# GIVEN INSTRUCTION
Replace "roller ski" with "inline ski" in the material from its first line through the line that contains "[0,0,280,217]", and give back only those lines, otherwise unchanged.
────────────────────
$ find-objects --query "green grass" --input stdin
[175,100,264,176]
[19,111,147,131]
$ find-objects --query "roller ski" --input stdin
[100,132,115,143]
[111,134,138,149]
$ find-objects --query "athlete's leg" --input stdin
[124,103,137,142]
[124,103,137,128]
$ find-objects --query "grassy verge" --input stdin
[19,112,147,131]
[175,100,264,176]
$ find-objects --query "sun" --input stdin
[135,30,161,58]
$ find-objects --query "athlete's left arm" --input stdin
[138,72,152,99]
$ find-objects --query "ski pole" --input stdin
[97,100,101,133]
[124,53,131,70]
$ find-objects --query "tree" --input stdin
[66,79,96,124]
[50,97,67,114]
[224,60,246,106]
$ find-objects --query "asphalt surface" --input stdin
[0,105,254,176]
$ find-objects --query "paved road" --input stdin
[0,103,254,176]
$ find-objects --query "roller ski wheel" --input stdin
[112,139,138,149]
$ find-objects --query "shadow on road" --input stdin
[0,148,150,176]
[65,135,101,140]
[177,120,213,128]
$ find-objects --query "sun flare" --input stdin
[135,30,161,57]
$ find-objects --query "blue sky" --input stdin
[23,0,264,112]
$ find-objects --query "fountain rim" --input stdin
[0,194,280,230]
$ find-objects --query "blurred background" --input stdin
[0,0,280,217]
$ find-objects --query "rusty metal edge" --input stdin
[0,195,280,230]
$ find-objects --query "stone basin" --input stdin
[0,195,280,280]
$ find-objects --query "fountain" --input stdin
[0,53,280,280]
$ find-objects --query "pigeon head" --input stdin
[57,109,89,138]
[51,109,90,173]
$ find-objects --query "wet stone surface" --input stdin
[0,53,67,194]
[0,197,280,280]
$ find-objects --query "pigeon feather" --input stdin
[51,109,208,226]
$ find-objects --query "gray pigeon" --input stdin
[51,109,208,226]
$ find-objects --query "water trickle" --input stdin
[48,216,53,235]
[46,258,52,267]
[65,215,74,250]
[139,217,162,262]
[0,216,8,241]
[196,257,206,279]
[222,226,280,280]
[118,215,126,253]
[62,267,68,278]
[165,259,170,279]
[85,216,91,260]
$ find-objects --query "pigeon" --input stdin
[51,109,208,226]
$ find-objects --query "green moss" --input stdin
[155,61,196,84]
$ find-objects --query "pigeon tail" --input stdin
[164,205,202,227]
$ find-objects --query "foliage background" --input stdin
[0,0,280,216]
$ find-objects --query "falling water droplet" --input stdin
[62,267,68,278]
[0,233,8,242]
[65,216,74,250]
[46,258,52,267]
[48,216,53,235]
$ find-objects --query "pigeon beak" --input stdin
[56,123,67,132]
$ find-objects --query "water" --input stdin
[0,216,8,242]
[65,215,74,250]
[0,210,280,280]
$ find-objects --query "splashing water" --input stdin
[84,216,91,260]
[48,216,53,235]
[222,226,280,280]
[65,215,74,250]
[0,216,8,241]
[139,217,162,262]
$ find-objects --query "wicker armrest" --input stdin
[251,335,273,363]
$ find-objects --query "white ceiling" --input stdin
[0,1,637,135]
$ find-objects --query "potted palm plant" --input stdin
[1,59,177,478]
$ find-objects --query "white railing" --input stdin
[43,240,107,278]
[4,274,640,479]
────────────────────
# REPLY TO THE TASK
$ find-objects --query "green grass" --input stdin
[175,100,264,176]
[19,111,147,131]
$ find-objects --query "inline ski" --input stdin
[100,132,115,143]
[111,134,138,149]
$ find-objects --query "athlete's leg" --input stdin
[124,103,137,142]
[124,103,137,128]
$ find-objects --query "grassy verge" --input stdin
[19,112,147,131]
[175,100,264,176]
$ find-objects --query "sun" --input stdin
[135,30,161,58]
$ find-objects --query "athlete's left arm" --input stdin
[138,72,152,99]
$ find-objects --query "ski pole" --input stdin
[97,100,101,133]
[124,53,131,70]
$ find-objects --query "tree" --input stdin
[66,79,96,124]
[50,97,67,114]
[224,60,246,106]
$ find-objects --query "asphalt surface" --input stdin
[0,105,254,176]
$ find-objects --query "paved road" --input stdin
[0,103,254,176]
$ find-objects --query "inline ski wheel" --input stdin
[112,139,138,149]
$ find-objects --query "shadow on road" --input stdin
[0,148,150,176]
[65,135,101,140]
[177,120,213,128]
$ find-objects --query "sun flare" --input stdin
[135,30,161,57]
$ find-objects --query "blue sky" --input stdin
[23,0,264,112]
$ find-objects --query "fountain rim" --input stdin
[0,194,280,230]
$ find-objects --query "blurred background" --input stdin
[0,0,280,217]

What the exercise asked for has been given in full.